start

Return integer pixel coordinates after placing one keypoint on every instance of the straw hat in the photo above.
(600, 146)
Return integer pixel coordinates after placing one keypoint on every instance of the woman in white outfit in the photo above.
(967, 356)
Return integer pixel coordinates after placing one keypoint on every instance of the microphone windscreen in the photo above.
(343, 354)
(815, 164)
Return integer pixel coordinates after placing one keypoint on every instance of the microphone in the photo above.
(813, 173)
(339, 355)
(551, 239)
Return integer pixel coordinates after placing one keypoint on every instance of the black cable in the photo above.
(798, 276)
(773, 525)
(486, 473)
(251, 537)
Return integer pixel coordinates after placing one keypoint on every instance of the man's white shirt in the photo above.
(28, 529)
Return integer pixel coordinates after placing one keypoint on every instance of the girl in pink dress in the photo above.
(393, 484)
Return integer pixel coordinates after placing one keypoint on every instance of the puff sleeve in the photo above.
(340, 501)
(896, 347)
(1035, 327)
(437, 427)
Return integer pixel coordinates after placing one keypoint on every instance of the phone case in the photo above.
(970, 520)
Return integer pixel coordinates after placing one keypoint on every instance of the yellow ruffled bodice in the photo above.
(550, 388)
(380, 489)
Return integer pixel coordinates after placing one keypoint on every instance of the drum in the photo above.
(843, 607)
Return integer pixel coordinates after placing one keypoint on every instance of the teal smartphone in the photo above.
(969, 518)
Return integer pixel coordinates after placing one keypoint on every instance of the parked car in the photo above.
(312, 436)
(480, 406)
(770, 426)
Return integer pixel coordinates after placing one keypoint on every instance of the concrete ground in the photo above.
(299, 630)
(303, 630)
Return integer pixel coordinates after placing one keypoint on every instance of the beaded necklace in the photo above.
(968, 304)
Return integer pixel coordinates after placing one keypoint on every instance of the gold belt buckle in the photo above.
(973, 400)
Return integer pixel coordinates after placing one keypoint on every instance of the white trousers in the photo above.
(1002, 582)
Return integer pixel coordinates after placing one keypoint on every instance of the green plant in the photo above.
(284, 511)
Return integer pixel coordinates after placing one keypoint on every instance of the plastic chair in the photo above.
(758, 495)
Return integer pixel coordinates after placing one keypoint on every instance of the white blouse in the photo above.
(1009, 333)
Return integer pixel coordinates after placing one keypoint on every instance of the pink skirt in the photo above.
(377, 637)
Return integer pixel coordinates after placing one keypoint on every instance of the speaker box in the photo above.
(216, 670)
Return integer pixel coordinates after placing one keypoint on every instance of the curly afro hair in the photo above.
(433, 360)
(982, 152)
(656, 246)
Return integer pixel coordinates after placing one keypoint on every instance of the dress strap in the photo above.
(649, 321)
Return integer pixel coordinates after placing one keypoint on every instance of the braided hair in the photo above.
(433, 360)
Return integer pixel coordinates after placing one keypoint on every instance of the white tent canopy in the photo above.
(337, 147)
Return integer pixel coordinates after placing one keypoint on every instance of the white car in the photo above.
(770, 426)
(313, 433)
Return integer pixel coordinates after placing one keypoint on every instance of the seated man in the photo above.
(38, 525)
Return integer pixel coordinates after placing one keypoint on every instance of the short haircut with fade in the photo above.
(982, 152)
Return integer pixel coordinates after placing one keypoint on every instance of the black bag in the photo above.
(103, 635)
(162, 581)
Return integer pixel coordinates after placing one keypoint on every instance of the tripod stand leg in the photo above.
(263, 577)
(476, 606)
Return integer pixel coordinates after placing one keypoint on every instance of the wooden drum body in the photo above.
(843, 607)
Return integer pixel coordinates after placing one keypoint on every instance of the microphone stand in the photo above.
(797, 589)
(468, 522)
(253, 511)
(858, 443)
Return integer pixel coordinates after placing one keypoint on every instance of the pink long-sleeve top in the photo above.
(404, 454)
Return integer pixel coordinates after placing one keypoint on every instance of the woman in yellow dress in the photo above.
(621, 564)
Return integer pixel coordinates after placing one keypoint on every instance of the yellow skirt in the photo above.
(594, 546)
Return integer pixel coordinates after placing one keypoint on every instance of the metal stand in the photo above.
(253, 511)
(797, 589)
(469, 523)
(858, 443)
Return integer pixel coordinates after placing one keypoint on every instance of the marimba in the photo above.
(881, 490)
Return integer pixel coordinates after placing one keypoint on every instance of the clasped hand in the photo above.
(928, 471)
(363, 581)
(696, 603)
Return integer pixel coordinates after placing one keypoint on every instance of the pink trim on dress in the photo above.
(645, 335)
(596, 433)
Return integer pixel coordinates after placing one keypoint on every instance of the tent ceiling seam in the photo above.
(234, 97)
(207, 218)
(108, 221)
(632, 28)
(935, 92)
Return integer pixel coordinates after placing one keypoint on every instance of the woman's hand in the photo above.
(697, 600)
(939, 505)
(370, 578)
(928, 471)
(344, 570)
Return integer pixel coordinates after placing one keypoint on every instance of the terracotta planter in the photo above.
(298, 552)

end

- _TASK PROMPT_: Please rewrite the whole listing above as a numbered list, leaving out any blank lines.

- _RESPONSE TO THE EXERCISE_:
1. Return integer pixel coordinates after placing one keypoint on every instance of the straw hat in the photo above.
2. (600, 146)
3. Return integer pixel coordinates after placing one keypoint on every instance of the woman in white outfit in the photo above.
4. (967, 356)
5. Return integer pixel coordinates after placing one keypoint on every instance of the microphone windscreen in the photo above.
6. (343, 354)
7. (815, 164)
8. Return integer pixel coordinates after placing one keypoint on every instance of the microphone in the photo above.
9. (813, 173)
10. (339, 355)
11. (551, 239)
12. Return integer pixel coordinates after placing one keypoint on every instance of the black cable in the photo above.
13. (798, 276)
14. (773, 525)
15. (486, 473)
16. (251, 537)
17. Return integer pixel coordinates after placing one keypoint on every instance of the man's white shirt in the photo above.
18. (28, 529)
19. Return integer pixel coordinates after placing one keypoint on every instance of the girl in pink dress in the photo above.
20. (393, 484)
21. Return integer pixel coordinates after placing one keypoint on every instance of the puff sleeve in the photo above.
22. (340, 501)
23. (896, 347)
24. (1035, 327)
25. (437, 427)
26. Return integer pixel coordinates after placing one keypoint on every instance of the phone case in the photo above.
27. (970, 520)
28. Return integer pixel coordinates after placing one keypoint on every instance of the yellow ruffled bodice in the photo above.
29. (550, 388)
30. (380, 489)
31. Return integer pixel coordinates after placing one keypoint on every instance of the drum in the photo above.
32. (843, 607)
33. Return integer pixel coordinates after placing one keypoint on every instance of the teal smartphone in the photo above.
34. (969, 518)
35. Return integer pixel coordinates after placing one keypoint on every instance of the parked car in the photo above.
36. (312, 436)
37. (480, 406)
38. (770, 426)
39. Return integer pixel coordinates after placing one keypoint on every instance of the concrete ground in the photo above.
40. (299, 630)
41. (303, 630)
42. Return integer pixel coordinates after placing one keypoint on every instance of the beaded necklace in the photo above.
43. (968, 304)
44. Return integer pixel coordinates after placing one keypoint on every instance of the gold belt buckle in the photo above.
45. (973, 400)
46. Return integer pixel coordinates after placing one keypoint on every instance of the white trousers in the photo above.
47. (1002, 582)
48. Return integer pixel coordinates after placing one keypoint on every instance of the green plant in the photo above.
49. (284, 511)
50. Return integer pixel coordinates after placing one keypoint on every instance of the plastic chair in the photo above.
51. (758, 495)
52. Return integer pixel coordinates after placing one keypoint on every instance of the white blouse in the photo above.
53. (1009, 333)
54. Return integer pixel coordinates after placing one keypoint on every instance of the pink skirt in the photo above.
55. (377, 637)
56. Return integer pixel coordinates after placing one keypoint on every instance of the speaker box in the photo above.
57. (216, 670)
58. Return integer pixel coordinates after placing one keypoint on every instance of the curly afro hair in the photo above.
59. (433, 360)
60. (982, 152)
61. (656, 246)
62. Return integer pixel coordinates after placing one keypoint on every instance of the dress strap in the photo above.
63. (649, 321)
64. Return integer pixel coordinates after placing one keypoint on every instance of the braided hair in the photo above.
65. (433, 360)
66. Return integer pixel coordinates after placing one keypoint on every instance of the white tent canopy in the photo above.
67. (337, 147)
68. Return integer pixel coordinates after placing one keypoint on every instance of the white car in the photo above.
69. (770, 426)
70. (313, 433)
71. Return integer pixel coordinates after placing one keypoint on every instance of the seated man in the photo above.
72. (38, 525)
73. Return integer pixel coordinates after placing one keypoint on every instance of the short haircut with fade in the photo above.
74. (982, 152)
75. Return integer pixel coordinates after placing one keypoint on every instance of the black bag in the photo above.
76. (103, 635)
77. (162, 581)
78. Return integer pixel coordinates after placing one keypoint on every instance of the tripod stand leg in the photo above.
79. (263, 577)
80. (476, 606)
81. Return integer pixel coordinates after placing one keypoint on every instance of the wooden drum body in the photo above.
82. (843, 607)
83. Return integer pixel coordinates after placing one keypoint on every instance of the microphone stand in the photo above.
84. (797, 589)
85. (468, 522)
86. (253, 511)
87. (858, 443)
88. Return integer pixel coordinates after placing one keypoint on every instance of the pink long-sleeve top in the photo above.
89. (404, 454)
90. Return integer pixel coordinates after placing one keypoint on every instance of the woman in yellow dress in the photo above.
91. (621, 564)
92. Return integer pixel coordinates after placing one keypoint on every instance of the yellow skirt in the photo above.
93. (594, 546)
94. Return integer pixel coordinates after placing one keypoint on every instance of the metal stand in the photo above.
95. (253, 511)
96. (797, 589)
97. (469, 523)
98. (858, 443)
99. Return integer pixel coordinates after placing one keypoint on every instance of the marimba in the photo above.
100. (881, 490)
101. Return integer pixel coordinates after placing one keypoint on every instance of the clasped hand in the photo above.
102. (928, 471)
103. (363, 581)
104. (696, 603)
105. Return integer pixel coordinates after placing one keypoint on every instance of the pink trim on dress in the photo above.
106. (645, 335)
107. (596, 433)
108. Return integer pixel coordinates after placing one keypoint on every instance of the tent ceiling seam in the photo above.
109. (234, 97)
110. (207, 218)
111. (108, 221)
112. (632, 28)
113. (935, 92)
114. Return integer pixel coordinates after placing one keypoint on every instance of the woman's hand in the photo above.
115. (697, 600)
116. (939, 505)
117. (370, 578)
118. (928, 471)
119. (344, 570)
120. Return integer pixel coordinates after placing one keypoint on every instance of the terracotta planter in the photo above.
121. (298, 552)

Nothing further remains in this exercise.